> _Quoted passage_:
⟨
After triggers propagate into atrial myocardium, fibrillation is maintained either by continuation of these trigger beats with breakdown of conduction (so-called fibrillatory conduction) or by intra-atrial reentrant processes. Fibrillatory conduction occurs when a stimulus site is activating at a rate that cannot be sustained through the mass of tissue, so conduction breaks down distal to the initiating site (Figure 1A). Thus, even though the arrhythmia comes from an organized focal site, the macroscopic appearance is of fractionated, inhomogeneous conduction.
Figure 1.
Schematic of fibrillatory conduction patterns. A. Fibrillatory conduction away from a point source in the left superior pulmonary vein. The schematic depicts normal, uniform conduction at slower activation rates, and conduction break down as heterogeneities within tissue and curvature around obstacles affect conduction velocity at very fast activation rates. The breakdown of uniform conduction gives a surface ECG appearance of disorganization and fibrillation. Abbreviations: LSPV, left superior pulmonary vein; LIPV, left inferior pulmonary vein; RSPV, right superior pulmonary vein; RIPV, right inferior pulmonary vein. B. Spiral wave conduction. The angle of curvature is a determinant of conduction velocity, where slow conduction occurs at the tighter portion of the curve and more rapid conduction occurs at the looser portion of the curve. At the core of the spiral, curvature is infinite so conduction is zero.
Currently, the dominant mechanistic theory for reentry sustaining fibrillation is the spiral wave model. Unlike the traditional concept of reentry that requires two pathways with differing conduction and refractory properties and anatomical separation between the two pathways, spiral wave reentry is dependent on functional properties of the tissue. Excitation occurs in a vortex spinning around an excitable, but unexcited core. Conduction velocity is determined by the curvature of the spiral, so conduction velocity is fastest at the periphery of the wave where curvature is widest. Conduction velocity slows as the curvature increases closer to the core, and conduction is non-existent at the core of the spiral where curvature is essentially infinite (Figure 1B). This contrasts the so called “leading circle” theory of reentry where the central zone of block is unexcitable during reentry(5), accounting for the ability of spiral waves to either meander throughout the atria, or remain spatially fixed. Fibrillation can occur with a single spiral (the so-called mother rotor) if activation is fast enough to cause fibrillatory conduction to occur away from the spiral. More commonly, fibrillation occurs in the presence of multiple spirals that tend to be transient in both space and time. Fibrillation is sustained as each spiral progressively spawns other spirals that meander through the tissue.
⟩
> _Dataset excerpts_:
⟨
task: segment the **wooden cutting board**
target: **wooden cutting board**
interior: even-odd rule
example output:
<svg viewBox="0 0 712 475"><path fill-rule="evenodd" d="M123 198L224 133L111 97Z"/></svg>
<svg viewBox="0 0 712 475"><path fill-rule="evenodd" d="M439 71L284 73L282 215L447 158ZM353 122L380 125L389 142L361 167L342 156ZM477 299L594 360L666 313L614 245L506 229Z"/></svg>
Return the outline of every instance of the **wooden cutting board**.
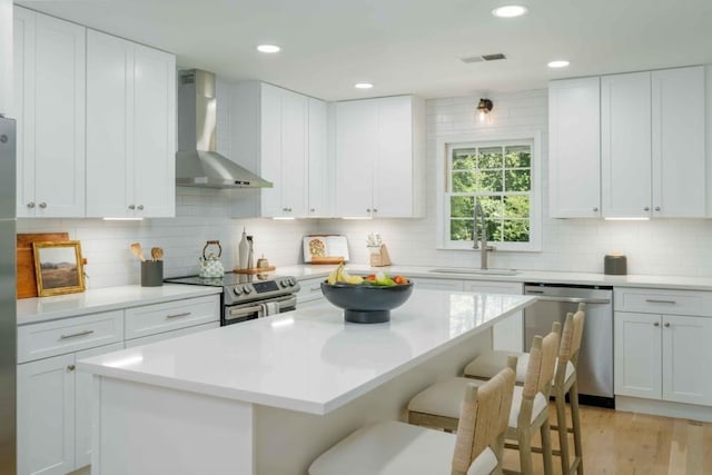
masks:
<svg viewBox="0 0 712 475"><path fill-rule="evenodd" d="M69 240L67 232L20 234L17 239L17 297L37 297L32 243Z"/></svg>

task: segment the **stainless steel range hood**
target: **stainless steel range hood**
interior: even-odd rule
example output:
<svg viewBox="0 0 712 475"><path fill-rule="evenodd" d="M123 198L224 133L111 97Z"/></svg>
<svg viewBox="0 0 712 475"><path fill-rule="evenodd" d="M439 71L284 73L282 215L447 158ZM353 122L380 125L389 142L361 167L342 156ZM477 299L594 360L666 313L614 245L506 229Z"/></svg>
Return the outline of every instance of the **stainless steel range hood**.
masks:
<svg viewBox="0 0 712 475"><path fill-rule="evenodd" d="M201 188L271 188L271 182L216 152L215 75L179 72L176 185Z"/></svg>

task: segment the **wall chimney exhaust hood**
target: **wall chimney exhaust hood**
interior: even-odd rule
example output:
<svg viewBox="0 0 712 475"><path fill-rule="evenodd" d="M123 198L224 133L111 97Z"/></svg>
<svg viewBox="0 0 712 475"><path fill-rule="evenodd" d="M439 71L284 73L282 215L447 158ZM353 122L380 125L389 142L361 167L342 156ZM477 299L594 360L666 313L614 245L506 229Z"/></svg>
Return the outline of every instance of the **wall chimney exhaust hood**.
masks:
<svg viewBox="0 0 712 475"><path fill-rule="evenodd" d="M200 188L271 188L271 182L216 152L215 75L178 73L176 185Z"/></svg>

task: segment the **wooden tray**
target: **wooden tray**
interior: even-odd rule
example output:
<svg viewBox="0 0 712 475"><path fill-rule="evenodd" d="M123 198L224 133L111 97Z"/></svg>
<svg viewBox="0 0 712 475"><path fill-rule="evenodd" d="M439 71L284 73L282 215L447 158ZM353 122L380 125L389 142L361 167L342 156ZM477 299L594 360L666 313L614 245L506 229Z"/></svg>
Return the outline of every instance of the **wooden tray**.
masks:
<svg viewBox="0 0 712 475"><path fill-rule="evenodd" d="M253 267L251 269L233 269L235 274L266 274L277 270L275 266L269 267Z"/></svg>
<svg viewBox="0 0 712 475"><path fill-rule="evenodd" d="M20 234L17 237L17 297L37 297L32 243L69 240L67 232Z"/></svg>
<svg viewBox="0 0 712 475"><path fill-rule="evenodd" d="M343 256L329 256L329 257L313 257L308 264L342 264L344 261Z"/></svg>

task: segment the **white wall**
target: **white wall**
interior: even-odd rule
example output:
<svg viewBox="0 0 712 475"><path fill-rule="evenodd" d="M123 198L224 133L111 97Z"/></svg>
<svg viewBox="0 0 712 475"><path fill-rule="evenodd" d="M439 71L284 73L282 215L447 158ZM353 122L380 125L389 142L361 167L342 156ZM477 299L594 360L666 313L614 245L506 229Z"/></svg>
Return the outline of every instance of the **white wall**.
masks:
<svg viewBox="0 0 712 475"><path fill-rule="evenodd" d="M221 85L218 83L218 87ZM219 91L219 88L218 88ZM546 90L488 95L494 101L491 123L479 125L473 112L479 96L435 99L427 102L427 161L435 171L435 141L447 136L503 133L541 129L543 133L544 216L547 215L547 96ZM219 102L221 103L221 102ZM218 111L219 120L225 111ZM220 130L218 130L219 132ZM218 133L218 149L225 137ZM475 251L435 249L435 182L427 185L427 217L423 219L342 219L275 221L230 219L230 204L240 190L178 188L175 219L101 221L98 219L19 219L19 232L68 231L81 240L89 265L88 285L135 284L139 264L129 244L166 250L166 275L196 274L205 241L224 244L222 263L235 265L235 250L243 226L255 235L256 257L261 253L279 266L301 260L301 237L309 232L342 232L348 236L352 260L368 261L366 236L378 231L388 244L394 264L426 266L479 266ZM603 256L620 250L629 257L630 274L712 276L712 220L603 221L544 218L541 253L494 253L492 267L603 271Z"/></svg>
<svg viewBox="0 0 712 475"><path fill-rule="evenodd" d="M479 98L494 102L490 125L473 112ZM712 276L712 220L659 219L604 221L548 219L548 133L546 90L468 96L427 101L427 167L435 176L435 142L448 136L543 131L544 227L541 253L493 253L491 266L518 269L603 271L603 256L612 250L627 255L630 274ZM352 253L367 261L366 235L378 231L388 244L394 264L478 267L478 253L435 249L435 182L427 187L425 219L373 221L326 220L322 230L349 237Z"/></svg>
<svg viewBox="0 0 712 475"><path fill-rule="evenodd" d="M0 0L0 113L10 117L12 97L12 0Z"/></svg>

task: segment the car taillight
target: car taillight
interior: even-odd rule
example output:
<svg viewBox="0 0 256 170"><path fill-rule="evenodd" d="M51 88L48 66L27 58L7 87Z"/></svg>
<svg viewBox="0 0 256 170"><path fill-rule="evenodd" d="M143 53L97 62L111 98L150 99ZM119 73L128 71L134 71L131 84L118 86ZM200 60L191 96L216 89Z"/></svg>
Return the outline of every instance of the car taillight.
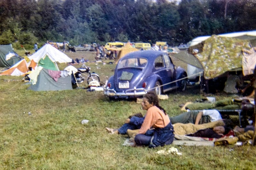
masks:
<svg viewBox="0 0 256 170"><path fill-rule="evenodd" d="M147 83L146 83L146 82L144 82L142 84L142 87L143 87L143 88L145 88L146 86L147 86Z"/></svg>

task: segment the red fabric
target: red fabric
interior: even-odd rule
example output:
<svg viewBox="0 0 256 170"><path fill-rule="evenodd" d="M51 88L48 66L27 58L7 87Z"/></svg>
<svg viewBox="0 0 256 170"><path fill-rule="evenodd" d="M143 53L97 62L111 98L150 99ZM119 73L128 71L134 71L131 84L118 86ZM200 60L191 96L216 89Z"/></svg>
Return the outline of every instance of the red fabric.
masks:
<svg viewBox="0 0 256 170"><path fill-rule="evenodd" d="M50 76L56 82L58 81L58 78L60 77L60 71L54 71L48 70L48 72Z"/></svg>
<svg viewBox="0 0 256 170"><path fill-rule="evenodd" d="M230 130L228 133L225 135L223 135L222 137L220 138L227 138L228 137L230 136L233 136L234 137L235 136L235 132L233 130ZM209 140L210 141L214 141L216 139L215 138L210 138L207 137L202 137L206 140Z"/></svg>

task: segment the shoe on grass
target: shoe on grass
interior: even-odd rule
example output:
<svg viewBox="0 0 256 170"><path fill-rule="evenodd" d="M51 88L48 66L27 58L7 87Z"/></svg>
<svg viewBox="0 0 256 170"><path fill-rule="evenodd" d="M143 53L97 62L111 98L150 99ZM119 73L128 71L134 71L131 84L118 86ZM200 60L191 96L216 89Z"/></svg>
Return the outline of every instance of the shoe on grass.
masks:
<svg viewBox="0 0 256 170"><path fill-rule="evenodd" d="M112 133L114 131L114 129L110 128L106 128L106 129L108 133Z"/></svg>

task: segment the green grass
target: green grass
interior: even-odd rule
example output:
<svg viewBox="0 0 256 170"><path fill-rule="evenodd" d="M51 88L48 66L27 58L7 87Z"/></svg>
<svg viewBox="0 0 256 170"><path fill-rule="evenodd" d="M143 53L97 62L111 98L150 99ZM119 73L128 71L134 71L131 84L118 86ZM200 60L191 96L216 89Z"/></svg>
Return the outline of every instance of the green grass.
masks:
<svg viewBox="0 0 256 170"><path fill-rule="evenodd" d="M113 74L115 64L97 69L95 64L87 65L102 79ZM127 136L109 135L105 128L120 127L135 113L145 114L140 104L109 101L102 92L85 89L34 92L27 90L29 85L22 78L0 77L0 169L256 169L256 150L250 146L123 146ZM180 104L203 97L199 92L198 87L174 91L160 104L170 116L178 115ZM216 100L233 97L212 96ZM82 124L84 119L89 122ZM156 153L172 146L182 155Z"/></svg>

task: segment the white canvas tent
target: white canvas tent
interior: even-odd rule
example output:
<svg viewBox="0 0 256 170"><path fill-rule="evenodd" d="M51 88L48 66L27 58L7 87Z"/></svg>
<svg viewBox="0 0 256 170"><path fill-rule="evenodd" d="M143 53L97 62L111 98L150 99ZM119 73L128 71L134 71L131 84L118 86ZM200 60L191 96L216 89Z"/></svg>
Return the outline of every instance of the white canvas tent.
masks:
<svg viewBox="0 0 256 170"><path fill-rule="evenodd" d="M72 59L68 55L49 44L46 44L42 47L36 52L29 56L28 58L30 60L34 60L36 63L38 63L41 58L44 58L46 55L52 62L55 63L56 62L67 63L72 62Z"/></svg>

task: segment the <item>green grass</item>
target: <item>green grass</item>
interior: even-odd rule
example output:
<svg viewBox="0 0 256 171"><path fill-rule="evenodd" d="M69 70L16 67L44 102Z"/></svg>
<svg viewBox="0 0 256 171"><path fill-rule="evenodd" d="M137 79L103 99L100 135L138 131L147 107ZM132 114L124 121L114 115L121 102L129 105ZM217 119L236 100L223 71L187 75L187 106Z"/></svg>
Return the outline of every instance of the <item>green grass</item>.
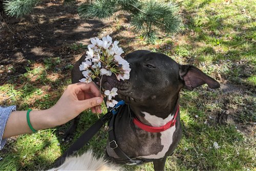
⟩
> _Required action 1_: In the passage on how atrial fibrillation is sustained, what is the conduction velocity at the core of a spiral wave?
> _Required action 2_: Pick up the passage on how atrial fibrillation is sustained from its last sentence and continue it.
Nothing in the entries is needed for this work.

> _Result 1_: Conduction is zero at the core, where curvature is essentially infinite.

> _Result 2_:
An important element in sustaining AF is the electrical and structural remodeling caused by AF that promotes AF maintenance and recurrence (AF begets AF) (6;7). This parallels the clinical perception that with time it becomes more and more difficult to keep patients with AF in sinus rhythm, expressed by the phrase “domestication of atrial fibrillation”, attributed to Mauricio Rosenbaum (7). Electrophysiological remodeling includes alteration of ionic current densities, heterogeneous shortening of the effective refractory period (ERP) and decrease of the conduction velocity (CV), among others; whereas structural remodeling denotes atrial dilation, interstitial fibrosis, atrial myocyte ultrastructural changes, and altered expression of structural and gap junctional proteins (8-14). These findings have not been observed in all animal models. Each one is characterized by a unique set of adaptive changes.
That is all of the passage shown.